→ **TASK**: Line by line, transcribe all of the entries exactly.

[Collection entries]

== Segment start ==

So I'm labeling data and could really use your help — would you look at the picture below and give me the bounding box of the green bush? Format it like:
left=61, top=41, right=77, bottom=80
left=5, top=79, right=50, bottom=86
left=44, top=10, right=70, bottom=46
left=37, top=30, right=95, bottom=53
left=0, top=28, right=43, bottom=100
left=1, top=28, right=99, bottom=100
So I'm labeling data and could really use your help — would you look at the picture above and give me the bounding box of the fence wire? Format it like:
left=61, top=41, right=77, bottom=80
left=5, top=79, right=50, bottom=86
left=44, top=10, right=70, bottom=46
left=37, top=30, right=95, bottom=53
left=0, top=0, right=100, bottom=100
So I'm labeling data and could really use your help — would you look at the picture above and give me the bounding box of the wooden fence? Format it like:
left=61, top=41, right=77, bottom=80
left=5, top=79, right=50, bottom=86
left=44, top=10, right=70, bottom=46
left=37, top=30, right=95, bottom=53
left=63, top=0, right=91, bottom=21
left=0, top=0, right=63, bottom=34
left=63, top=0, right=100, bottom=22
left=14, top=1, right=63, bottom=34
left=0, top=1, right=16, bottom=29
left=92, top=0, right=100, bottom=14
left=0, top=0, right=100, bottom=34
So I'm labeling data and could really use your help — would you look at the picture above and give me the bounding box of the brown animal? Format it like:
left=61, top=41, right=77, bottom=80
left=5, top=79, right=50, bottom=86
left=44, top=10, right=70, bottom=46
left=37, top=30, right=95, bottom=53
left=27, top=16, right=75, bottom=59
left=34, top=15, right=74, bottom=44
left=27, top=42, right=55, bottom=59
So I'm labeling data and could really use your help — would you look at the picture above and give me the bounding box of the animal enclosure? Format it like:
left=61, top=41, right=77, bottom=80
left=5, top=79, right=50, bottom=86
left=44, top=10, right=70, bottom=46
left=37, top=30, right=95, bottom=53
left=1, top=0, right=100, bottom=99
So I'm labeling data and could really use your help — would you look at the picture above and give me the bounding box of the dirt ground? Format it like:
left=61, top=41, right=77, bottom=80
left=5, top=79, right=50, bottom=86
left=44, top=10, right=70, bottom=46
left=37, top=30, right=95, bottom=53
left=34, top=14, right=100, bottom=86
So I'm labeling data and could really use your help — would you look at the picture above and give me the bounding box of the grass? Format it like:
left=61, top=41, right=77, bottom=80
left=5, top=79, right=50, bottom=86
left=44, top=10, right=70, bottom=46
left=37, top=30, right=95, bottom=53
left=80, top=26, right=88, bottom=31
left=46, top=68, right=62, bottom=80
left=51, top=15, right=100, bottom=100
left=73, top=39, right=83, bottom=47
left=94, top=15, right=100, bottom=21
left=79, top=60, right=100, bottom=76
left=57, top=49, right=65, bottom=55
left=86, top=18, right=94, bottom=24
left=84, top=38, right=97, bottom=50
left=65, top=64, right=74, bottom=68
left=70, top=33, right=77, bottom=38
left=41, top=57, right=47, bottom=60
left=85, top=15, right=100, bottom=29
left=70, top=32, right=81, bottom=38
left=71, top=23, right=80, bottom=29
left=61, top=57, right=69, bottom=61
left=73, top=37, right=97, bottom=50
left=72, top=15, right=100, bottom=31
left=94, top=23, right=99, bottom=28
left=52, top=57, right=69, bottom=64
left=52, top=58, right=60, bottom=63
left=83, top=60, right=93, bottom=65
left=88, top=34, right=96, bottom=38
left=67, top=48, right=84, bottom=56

== Segment end ==

→ **RESPONSE BOX**:
So I'm labeling data and could really use your help — would you look at the picture below and give me the bounding box of the green bush? Format it like:
left=61, top=41, right=77, bottom=80
left=5, top=79, right=50, bottom=86
left=44, top=10, right=70, bottom=46
left=37, top=30, right=95, bottom=53
left=0, top=28, right=43, bottom=100
left=1, top=28, right=99, bottom=100
So I'm labeling data and could really use your help — would you look at the picture above and give me the bounding box of the fence wire? Format it like:
left=61, top=41, right=77, bottom=80
left=5, top=79, right=50, bottom=86
left=44, top=10, right=70, bottom=46
left=37, top=30, right=95, bottom=53
left=0, top=0, right=100, bottom=100
So I'm labeling data and could really use your help — would you look at the picture above and give me the bounding box of the wooden fence? Format it like:
left=61, top=41, right=77, bottom=80
left=5, top=79, right=50, bottom=86
left=44, top=10, right=70, bottom=46
left=37, top=30, right=95, bottom=53
left=63, top=0, right=91, bottom=21
left=0, top=0, right=63, bottom=34
left=63, top=0, right=100, bottom=22
left=14, top=1, right=63, bottom=34
left=0, top=1, right=16, bottom=29
left=92, top=0, right=100, bottom=14
left=0, top=0, right=100, bottom=34
So I'm labeling data and could really use your help — would you look at the picture above and give me the bounding box of the brown animal? Format it like:
left=61, top=41, right=77, bottom=80
left=5, top=79, right=50, bottom=86
left=44, top=10, right=70, bottom=46
left=37, top=30, right=95, bottom=53
left=27, top=16, right=75, bottom=59
left=34, top=15, right=74, bottom=44
left=27, top=42, right=55, bottom=59
So I'm labeling data and could really use your help — would you look at the picture above and give me the bounding box of the animal enclosure? Format it like:
left=61, top=41, right=77, bottom=80
left=5, top=79, right=50, bottom=86
left=44, top=10, right=70, bottom=46
left=37, top=30, right=95, bottom=53
left=1, top=0, right=100, bottom=99
So I'm labeling data and could really use your help — would you look at the picture above and give me the bounding box of the dirt ground? Format it like:
left=61, top=41, right=77, bottom=80
left=5, top=79, right=50, bottom=86
left=44, top=10, right=70, bottom=46
left=37, top=30, right=95, bottom=53
left=34, top=14, right=100, bottom=86
So I'm labeling data and could really use your help — would you look at the picture above and give me the bounding box of the grass? Format it like:
left=61, top=41, right=77, bottom=80
left=5, top=79, right=50, bottom=86
left=44, top=10, right=70, bottom=46
left=37, top=30, right=95, bottom=53
left=80, top=26, right=88, bottom=31
left=46, top=68, right=62, bottom=80
left=51, top=15, right=100, bottom=100
left=73, top=39, right=83, bottom=47
left=94, top=15, right=100, bottom=21
left=79, top=60, right=100, bottom=76
left=57, top=49, right=65, bottom=55
left=86, top=18, right=94, bottom=24
left=84, top=38, right=97, bottom=50
left=65, top=64, right=74, bottom=68
left=70, top=33, right=77, bottom=38
left=41, top=57, right=47, bottom=60
left=85, top=15, right=100, bottom=29
left=70, top=32, right=81, bottom=38
left=71, top=23, right=80, bottom=29
left=61, top=57, right=69, bottom=61
left=73, top=37, right=97, bottom=50
left=72, top=15, right=100, bottom=31
left=94, top=23, right=99, bottom=28
left=52, top=57, right=69, bottom=64
left=52, top=58, right=60, bottom=63
left=83, top=60, right=93, bottom=65
left=88, top=34, right=96, bottom=38
left=67, top=48, right=84, bottom=56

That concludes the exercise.